Skip the pictures. Transcribe the rest of the data below without changing a word.

##### Records for processing #####

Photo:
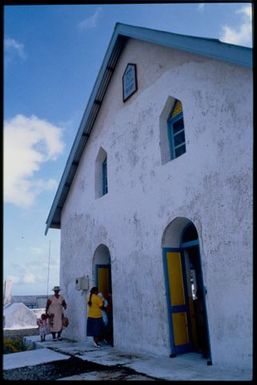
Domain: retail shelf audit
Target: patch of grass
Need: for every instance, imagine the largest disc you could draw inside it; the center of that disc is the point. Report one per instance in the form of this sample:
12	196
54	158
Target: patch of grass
14	345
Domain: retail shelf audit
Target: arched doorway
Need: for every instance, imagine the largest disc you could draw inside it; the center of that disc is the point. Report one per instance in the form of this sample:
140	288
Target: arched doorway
185	291
103	280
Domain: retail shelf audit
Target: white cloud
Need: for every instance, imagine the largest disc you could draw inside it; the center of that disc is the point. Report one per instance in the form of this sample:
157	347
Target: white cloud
13	47
242	35
28	143
91	21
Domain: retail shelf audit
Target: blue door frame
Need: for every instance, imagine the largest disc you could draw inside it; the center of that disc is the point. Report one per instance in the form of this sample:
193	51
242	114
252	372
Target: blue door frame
178	313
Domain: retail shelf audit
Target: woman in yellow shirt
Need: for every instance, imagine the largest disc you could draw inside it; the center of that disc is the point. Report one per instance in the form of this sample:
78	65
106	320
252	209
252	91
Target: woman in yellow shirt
94	316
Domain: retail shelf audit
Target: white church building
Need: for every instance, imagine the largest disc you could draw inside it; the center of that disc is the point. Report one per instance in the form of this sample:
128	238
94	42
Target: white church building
155	201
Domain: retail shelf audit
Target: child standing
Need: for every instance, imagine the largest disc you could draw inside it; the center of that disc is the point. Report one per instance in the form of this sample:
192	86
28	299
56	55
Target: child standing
43	326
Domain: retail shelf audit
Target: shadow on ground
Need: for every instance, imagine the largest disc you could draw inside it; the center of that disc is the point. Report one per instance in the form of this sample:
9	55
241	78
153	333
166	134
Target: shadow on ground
71	367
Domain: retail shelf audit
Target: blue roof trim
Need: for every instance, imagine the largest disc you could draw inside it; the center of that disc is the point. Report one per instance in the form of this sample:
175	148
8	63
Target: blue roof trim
211	48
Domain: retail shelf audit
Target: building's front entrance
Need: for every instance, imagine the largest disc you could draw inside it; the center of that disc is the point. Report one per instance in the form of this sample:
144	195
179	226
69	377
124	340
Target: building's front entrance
185	291
102	278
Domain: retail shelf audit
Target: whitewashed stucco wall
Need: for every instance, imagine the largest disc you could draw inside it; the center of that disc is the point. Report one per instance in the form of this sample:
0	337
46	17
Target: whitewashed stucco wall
211	185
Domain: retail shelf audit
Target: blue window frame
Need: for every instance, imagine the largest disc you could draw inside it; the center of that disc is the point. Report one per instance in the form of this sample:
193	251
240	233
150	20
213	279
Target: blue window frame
104	177
176	131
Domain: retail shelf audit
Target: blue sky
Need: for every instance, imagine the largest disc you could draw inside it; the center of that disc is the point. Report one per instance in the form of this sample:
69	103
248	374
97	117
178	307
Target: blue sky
52	54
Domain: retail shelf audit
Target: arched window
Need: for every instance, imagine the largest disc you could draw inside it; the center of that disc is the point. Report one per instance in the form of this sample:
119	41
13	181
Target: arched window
176	131
172	130
101	176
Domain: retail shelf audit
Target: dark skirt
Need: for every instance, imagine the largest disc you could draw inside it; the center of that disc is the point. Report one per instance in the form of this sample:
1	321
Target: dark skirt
94	327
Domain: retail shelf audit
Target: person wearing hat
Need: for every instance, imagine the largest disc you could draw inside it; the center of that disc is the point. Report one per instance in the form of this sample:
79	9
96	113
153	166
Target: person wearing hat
54	308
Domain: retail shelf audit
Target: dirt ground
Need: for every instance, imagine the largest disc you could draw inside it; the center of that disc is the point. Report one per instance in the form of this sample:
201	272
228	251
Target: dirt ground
73	367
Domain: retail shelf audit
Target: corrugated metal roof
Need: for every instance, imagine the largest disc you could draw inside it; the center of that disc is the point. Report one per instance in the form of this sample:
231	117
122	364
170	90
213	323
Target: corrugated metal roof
211	48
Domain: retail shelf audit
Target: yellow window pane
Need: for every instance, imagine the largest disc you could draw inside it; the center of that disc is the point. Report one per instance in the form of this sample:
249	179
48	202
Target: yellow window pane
177	109
175	278
180	328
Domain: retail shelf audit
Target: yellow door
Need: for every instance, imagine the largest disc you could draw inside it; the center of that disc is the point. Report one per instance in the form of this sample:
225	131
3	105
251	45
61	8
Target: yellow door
103	278
177	301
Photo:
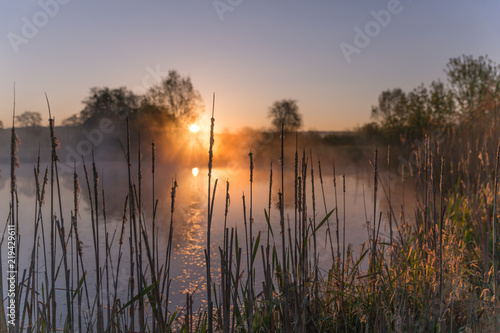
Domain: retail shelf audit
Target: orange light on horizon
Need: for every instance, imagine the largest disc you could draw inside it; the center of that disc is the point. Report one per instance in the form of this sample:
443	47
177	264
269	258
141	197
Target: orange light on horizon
194	128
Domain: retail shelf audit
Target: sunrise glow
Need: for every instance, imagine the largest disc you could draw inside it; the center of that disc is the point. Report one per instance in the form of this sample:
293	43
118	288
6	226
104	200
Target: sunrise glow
194	128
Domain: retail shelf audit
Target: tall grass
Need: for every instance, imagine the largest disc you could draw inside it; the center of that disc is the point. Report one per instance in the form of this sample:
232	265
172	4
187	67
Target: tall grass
434	272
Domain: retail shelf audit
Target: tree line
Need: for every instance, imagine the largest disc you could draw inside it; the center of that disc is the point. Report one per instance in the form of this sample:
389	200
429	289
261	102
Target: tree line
470	99
174	101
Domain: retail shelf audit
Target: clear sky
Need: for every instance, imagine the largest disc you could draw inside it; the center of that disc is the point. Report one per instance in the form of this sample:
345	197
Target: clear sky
250	52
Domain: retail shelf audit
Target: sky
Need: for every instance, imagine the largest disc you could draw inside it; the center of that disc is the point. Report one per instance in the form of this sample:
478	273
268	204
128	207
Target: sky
333	57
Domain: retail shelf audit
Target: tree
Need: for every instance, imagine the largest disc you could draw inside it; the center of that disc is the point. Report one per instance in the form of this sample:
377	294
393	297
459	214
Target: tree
29	119
286	111
106	102
441	104
175	96
392	109
475	84
74	120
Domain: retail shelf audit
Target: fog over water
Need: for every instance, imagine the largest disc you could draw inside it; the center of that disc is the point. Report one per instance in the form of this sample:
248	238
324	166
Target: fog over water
174	161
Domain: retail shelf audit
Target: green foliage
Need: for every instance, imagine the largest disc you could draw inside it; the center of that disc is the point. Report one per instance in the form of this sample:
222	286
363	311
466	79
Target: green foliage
473	94
29	119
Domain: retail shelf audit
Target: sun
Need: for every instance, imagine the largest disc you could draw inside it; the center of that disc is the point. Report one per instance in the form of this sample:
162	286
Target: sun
194	128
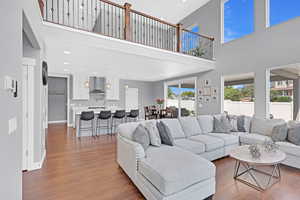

#####

- [Result below]
Photo:
Domain: retail shelf audit
Target: patch of grass
Need: for every instance, imagine the largest disc you could draw inside it; the center of that disc is the point. Report one per instance in the form of this sample:
12	196
54	158
Target: patch of grass
14	345
Domain: retail shelf audit
Target: arched doorway
Need: for every instance, imagine the largest disc you could draw inside it; the center of that disc is the point. Report one per instance in the form of this sample:
140	288
Target: arched doorway
185	291
103	280
Domain: retail shelf audit
Target: white cloud
Need: for every instance, imagine the largest disc you could draw inside it; the center of that disc is the point. Report one per instance in the form of this sample:
157	347
Target: white cloud
13	47
242	35
28	143
91	21
Domain: retail shelf audit
Target: blue door frame
Need: for every instance, imagine the largest disc you could draw inside it; the center of that disc is the point. Report one per instance in the form of this sample:
193	51
242	114
252	372
Target: blue door frame
178	313
Domain: retail shelf audit
Target: woman in yellow shirt
Need: for every instance, imagine the largest disc you could draw inside it; the center of that disc is the point. Report one per instance in the form of this sample:
78	65
106	320
252	209
252	91
Target: woman in yellow shirt
94	316
Domain: retail shelf audit
Target: white church building
Need: for every instance, imagine the largest disc you could draw inside it; the center of that disc is the point. Report one per instance in the form of this sample:
128	238
94	42
Target: white church building
155	201
Domain: retail shelf audit
Target: child standing
Need: for every instance, imagine the largest disc you could draw inside it; the center of that disc is the point. Report one per instance in the form of this sample:
192	86
28	299
56	55
Target: child standing
43	326
Domain: retail shelf audit
Target: shadow on ground
Need: for every instance, imagine the largest disc you could draw inside it; the center of that disc is the point. Report one per instance in the form of this sample:
9	55
241	78
153	333
166	134
Target: shadow on ground
71	367
Domain: retail shelf audit
Target: blue roof trim
Need: for every instance, imagine the largest disc you could draw inside it; the center of that disc is the point. Report one per instance in the form of this sample:
175	148
8	63
Target: blue roof trim
211	48
Domain: retail shelf audit
Target: building's front entrance
Need: for every instance, imagine the largest disc you could draw inside it; the center of that disc is the point. Report one per instance in the form of this sample:
144	195
179	226
69	377
124	340
Target: building's front entrance
185	291
102	278
Domain: retail shelf audit
Target: whitewashed stucco wall
Need: for every instance, imagine the largest disc you could draw inside it; the center of that disc is the point. Report one per instance in the form of this sample:
0	337
46	17
Target: whitewashed stucco wall
211	185
Domain: retail shelf audit
Target: blue window frame
Need: for every instance, imagine the largest disc you could draw inside it; the center of that disc is the point. Report one per instance in the form of this sample:
193	251
240	233
150	20
213	279
Target: blue window frame
104	177
176	131
Domain: retail shelf audit
Target: blue sky
Need: for every instance, imagine the largest disc you could draw inside it; the center of that disc is the point. Report one per instance in the form of this sample:
69	103
248	374
97	117
178	307
Target: blue sky
52	54
Domain: retail shelf audit
Target: arched window
Need: for every instance, imagine the largest disc you could draw inside it; the center of that disc is the point. Report one per instance in the form of this sample:
119	41
13	181
Target: arched window
176	131
172	130
101	176
Domain: retail shelf audit
Target: dark skirt
Need: for every instance, imagine the largest disc you could draw inside it; the center of that disc is the point. Report one per instance in the form of this sample:
1	321
Target: dark skirt
94	327
Domain: retail shelf audit
Target: person wearing hat
Need: for every instance, imagine the largest disc you could draw inside it; the center of that disc is the point. Report one per instance in the form of this sample:
79	9
96	113
153	166
Target: person wearing hat
54	308
Domain: retail shelf audit
Target: dirt ground
Need: for every instance, imagine the largest disc you could draw inside it; the center of that disc is the point. Report one per instance in the form of this sample:
201	272
228	251
Target: dirt ground
73	367
Domain: retail shelf audit
Target: corrugated metal roof
Need: for every instance, imagine the largest disc you could draw inside it; the center of that disc is the point. Report one per instance in the form of this sample:
231	117
122	364
170	90
213	323
Target: corrugated metal roof
211	48
Domain: retail shelf audit
Target: yellow window pane
Need: for every instance, imagine the largest disc you could draw inside it; the center of that disc is the point. Report one per instance in the form of this sample:
249	179
48	202
Target: yellow window pane
177	109
175	278
180	328
Domain: retail shelf audit
Target: yellow door
Need: for every instance, imagine the largest disc you could draw inside it; the center of that disc is the point. Report one per instance in the form of this sample:
225	131
3	105
251	45
61	8
Target: yellow door
103	278
177	301
Photo:
Domain: retail shelf audit
Target: orange light on horizon
Need: for every instance, imagine the largest disc you could draw inside it; the center of that disc is the point. Report one per instance in the form of this sample:
443	47
177	264
269	258
141	197
Target: orange light on horizon
194	128
Domain: retail shelf audit
Target: sunrise glow
Need: for every instance, imagine the largest disc you could draw inside it; the center of that disc is the point. Report one per instance in the form of this sample:
293	43
118	288
6	226
104	200
Target: sunrise glow
194	128
Domain: retail shelf audit
Target: tall grass
Need: for every instance, imagine the largest disc you could draw inside it; the center of that disc is the point. Report one per instance in the form of this sample:
232	265
172	4
187	67
Target: tall grass
434	272
Domain: retail shelf audit
Target: tree line
Need: for every instance, imagine the largest disc you could draw inside it; the center of that disc is the point. Report one per instance in the form of this sample:
389	200
429	289
261	102
Target: tree line
470	99
174	101
Domain: retail shelf audit
Target: clear sky
Need: for every instance, imagine the largest disc you could draw inside it; the center of that disc is the point. Report one per instance in the form of this sample:
345	197
Target: clear sky
250	52
Domain: retail shelf audit
Target: sky
Need: for every instance, imagine the largest disc you could draw inside it; the center of that disc is the point. Report one per instance in the form of this sample:
478	273
268	204
128	207
Target: sky
333	57
Domain: retail shelf audit
Target: tree
Need: for every instance, imagine the largest disc you could draw inside it; the center of that disc is the point. Report one per instance in the form of this sample:
377	294
393	297
459	214
Target: tree
29	119
286	111
106	102
441	104
175	96
392	109
475	84
74	120
Domain: retail shelf audit
Target: fog over water
Need: for every instance, imagine the largest disc you could draw inside it; the center of that disc is the point. Report one per instance in the form of this sample:
248	238
324	166
Target: fog over water
174	161
Domain: retail shelf audit
Target: green foliage
Need: for every instance, imagine the largest disc you could draw inside it; the center of that disc is the point. Report one per instance in the form of this sample:
222	286
363	311
466	79
Target: green foliage
473	94
29	119
Domain: retail shelf audit
Target: sun
Need: for every instance, imagine the largest disc you could draw inside it; the center of that disc is the point. Report one per instance in the form of this sample:
162	286
Target: sun
194	128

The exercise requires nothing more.